### [Dataset content]
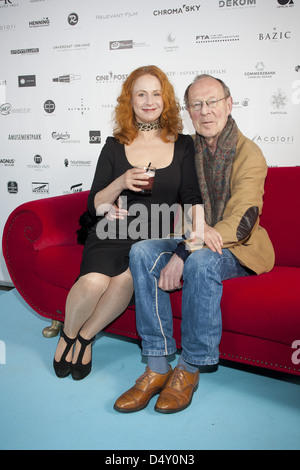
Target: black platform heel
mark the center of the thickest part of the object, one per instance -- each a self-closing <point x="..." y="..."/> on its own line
<point x="79" y="370"/>
<point x="63" y="368"/>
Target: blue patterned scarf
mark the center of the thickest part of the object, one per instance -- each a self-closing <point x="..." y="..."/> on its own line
<point x="214" y="171"/>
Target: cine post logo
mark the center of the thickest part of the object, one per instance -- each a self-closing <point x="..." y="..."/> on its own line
<point x="2" y="353"/>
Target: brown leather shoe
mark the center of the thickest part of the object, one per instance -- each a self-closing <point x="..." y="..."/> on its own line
<point x="178" y="391"/>
<point x="138" y="396"/>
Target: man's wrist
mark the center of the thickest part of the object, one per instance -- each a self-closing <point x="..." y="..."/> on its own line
<point x="181" y="251"/>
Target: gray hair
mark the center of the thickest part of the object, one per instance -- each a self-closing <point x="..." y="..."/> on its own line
<point x="200" y="77"/>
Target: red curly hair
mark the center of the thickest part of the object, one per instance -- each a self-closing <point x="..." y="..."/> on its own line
<point x="125" y="130"/>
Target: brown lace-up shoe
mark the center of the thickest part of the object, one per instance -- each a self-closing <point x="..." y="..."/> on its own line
<point x="178" y="391"/>
<point x="138" y="397"/>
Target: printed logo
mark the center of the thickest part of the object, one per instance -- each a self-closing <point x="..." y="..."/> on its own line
<point x="49" y="106"/>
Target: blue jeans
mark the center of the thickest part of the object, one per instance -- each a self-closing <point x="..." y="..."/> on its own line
<point x="201" y="326"/>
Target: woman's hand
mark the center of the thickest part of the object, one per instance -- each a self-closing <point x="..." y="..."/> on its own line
<point x="116" y="211"/>
<point x="133" y="178"/>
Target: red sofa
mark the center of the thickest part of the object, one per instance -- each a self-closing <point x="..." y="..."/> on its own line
<point x="261" y="314"/>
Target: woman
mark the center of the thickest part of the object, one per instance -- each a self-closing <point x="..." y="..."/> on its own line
<point x="147" y="130"/>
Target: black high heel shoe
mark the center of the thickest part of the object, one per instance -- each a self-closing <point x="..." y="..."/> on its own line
<point x="79" y="370"/>
<point x="63" y="368"/>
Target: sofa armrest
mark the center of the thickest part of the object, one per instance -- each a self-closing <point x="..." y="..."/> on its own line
<point x="36" y="225"/>
<point x="45" y="222"/>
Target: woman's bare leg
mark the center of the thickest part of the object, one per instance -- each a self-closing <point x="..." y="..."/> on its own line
<point x="81" y="302"/>
<point x="112" y="303"/>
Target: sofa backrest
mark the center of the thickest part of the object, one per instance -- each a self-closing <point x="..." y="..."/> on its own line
<point x="281" y="214"/>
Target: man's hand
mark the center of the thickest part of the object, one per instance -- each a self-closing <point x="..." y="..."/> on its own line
<point x="212" y="239"/>
<point x="171" y="274"/>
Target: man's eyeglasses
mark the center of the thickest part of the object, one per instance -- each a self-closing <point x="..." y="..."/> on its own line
<point x="210" y="103"/>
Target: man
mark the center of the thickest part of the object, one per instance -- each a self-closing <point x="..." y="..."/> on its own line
<point x="231" y="171"/>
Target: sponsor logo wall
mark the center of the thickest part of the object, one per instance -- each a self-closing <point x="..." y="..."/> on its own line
<point x="63" y="64"/>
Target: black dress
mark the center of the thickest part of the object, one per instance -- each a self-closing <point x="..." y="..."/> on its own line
<point x="108" y="243"/>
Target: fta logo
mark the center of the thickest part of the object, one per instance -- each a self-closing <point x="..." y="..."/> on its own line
<point x="296" y="355"/>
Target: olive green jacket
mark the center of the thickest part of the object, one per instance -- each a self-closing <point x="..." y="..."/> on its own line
<point x="239" y="227"/>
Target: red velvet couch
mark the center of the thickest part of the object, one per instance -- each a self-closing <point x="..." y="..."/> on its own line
<point x="261" y="314"/>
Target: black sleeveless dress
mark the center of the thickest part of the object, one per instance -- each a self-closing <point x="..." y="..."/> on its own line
<point x="108" y="243"/>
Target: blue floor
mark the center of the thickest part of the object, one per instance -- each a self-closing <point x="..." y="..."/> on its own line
<point x="233" y="408"/>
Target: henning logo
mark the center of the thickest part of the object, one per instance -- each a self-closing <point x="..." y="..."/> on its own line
<point x="2" y="353"/>
<point x="296" y="355"/>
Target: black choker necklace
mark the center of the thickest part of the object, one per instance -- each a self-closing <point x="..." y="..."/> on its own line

### [What you need to do]
Retype all the records shown above, character for character. Omit every picture.

### [Answer]
Target: black platform heel
mark the center of the thickest part of the object, one per instance -- each a self-closing <point x="..." y="..."/> on its own line
<point x="79" y="370"/>
<point x="63" y="368"/>
Target: blue patterned scarf
mark the center of the thickest part of the object, one per instance -- each a self-closing <point x="..." y="..."/> on its own line
<point x="214" y="171"/>
Target: cine post logo
mark the center of the thickest part of the object, one per instance -- each a self-closing <point x="..." y="..."/> on its own line
<point x="2" y="353"/>
Target: brown leather shoe
mark the center of the thickest part of the object, one per instance -- each a self-closing <point x="..." y="..."/> on its own line
<point x="178" y="391"/>
<point x="138" y="396"/>
Target: man's wrist
mark the center of the thickest part of the object, one per instance -- each a self-closing <point x="..." y="..."/> on its own line
<point x="181" y="251"/>
Target: gray hair
mark the center of the thickest part of the object, one per instance -- each a self-closing <point x="..." y="..."/> on its own line
<point x="200" y="77"/>
Target: red curly hair
mark the center of the thickest part of the object, one per instance -- each a self-closing <point x="..." y="..."/> on its own line
<point x="125" y="130"/>
Target: brown lace-up shoe
mark the center of the thickest part of the object, one per instance -- each a self-closing <point x="..." y="..."/> on its own line
<point x="178" y="391"/>
<point x="138" y="397"/>
Target: printed logo
mark the center of the thickest part of the object, one per instance -- each a self-closing <point x="..." y="..."/> on its own line
<point x="49" y="106"/>
Target: blue jeans
mark the center of the thickest part of the object, one per instance -- each a self-closing <point x="..." y="..."/> on its own line
<point x="201" y="326"/>
Target: woman's hand
mark the center of the thickest part of the object, one per instance -- each a self-closing <point x="..." y="..."/> on its own line
<point x="116" y="211"/>
<point x="133" y="178"/>
Target: red sofa
mark the center of the thickest part of the object, one per instance -- each a self-closing <point x="..." y="..."/> on its own line
<point x="261" y="314"/>
Target: woman
mark the center of the thickest part of the object, one per instance -- each a self-closing <point x="..." y="..."/> on its own line
<point x="147" y="130"/>
Target: black high heel shoe
mark the center of the thickest part of the object, one per instance -- each a self-closing <point x="..." y="..."/> on its own line
<point x="79" y="370"/>
<point x="63" y="368"/>
Target: sofa armrest
mark the center of the thickest part of the object, one per instance -- each a self-closing <point x="..." y="..."/> on its own line
<point x="36" y="225"/>
<point x="45" y="222"/>
Target: woman's bare leg
mark the center of the thickest part of the object, one per instance -- each a self-closing <point x="..." y="..."/> on its own line
<point x="81" y="302"/>
<point x="112" y="303"/>
Target: sofa backrest
mark the center of the thickest part of the object, one per instance -- each a self-closing <point x="..." y="..."/> on its own line
<point x="281" y="214"/>
Target: man's hand
mark the center of the thickest part of the object, one per instance -- each a self-closing <point x="..." y="..."/> on its own line
<point x="212" y="239"/>
<point x="171" y="274"/>
Target: man's eyeglasses
mark the center of the thickest part of the object, one per instance -- each a self-closing <point x="..." y="..."/> on its own line
<point x="210" y="103"/>
Target: man
mark the center of the thickest part of the object, one per instance -- each a self-closing <point x="..." y="..."/> on its own line
<point x="231" y="171"/>
Target: sponsor logo wall
mark the center of the thickest part of the object, one per instance -- each a self-closing <point x="..." y="..."/> on its own line
<point x="63" y="64"/>
Target: black dress
mark the center of the thickest part of the object, one per instance -- each a self-closing <point x="..." y="..."/> on its own line
<point x="108" y="243"/>
Target: fta logo
mark the center of the thickest part of the object, one per instance -- each a self-closing <point x="..." y="..."/> on its own line
<point x="296" y="355"/>
Target: olive green jacket
mark the center of the thickest part of the object, one per instance -- each a self-closing <point x="..." y="..."/> on its own line
<point x="239" y="227"/>
Target: red velvet couch
mark the center of the thickest part of the object, one per instance -- each a self-closing <point x="..." y="..."/> on its own line
<point x="261" y="314"/>
Target: black sleeveless dress
mark the center of the thickest part of the object, one per instance -- each a self-closing <point x="..." y="..."/> on its own line
<point x="108" y="243"/>
Target: blue floor
mark the center of the thickest part of the object, one per instance -- each a self-closing <point x="..." y="..."/> on its own line
<point x="233" y="408"/>
Target: henning logo
mark the center of the thickest part of the object, one per instance -- each a self-closing <point x="..." y="..."/> on its own line
<point x="2" y="353"/>
<point x="296" y="355"/>
Target: black choker necklace
mark the center of the thickest part of the object, one per instance -- each a self-closing <point x="..." y="..."/> on its own line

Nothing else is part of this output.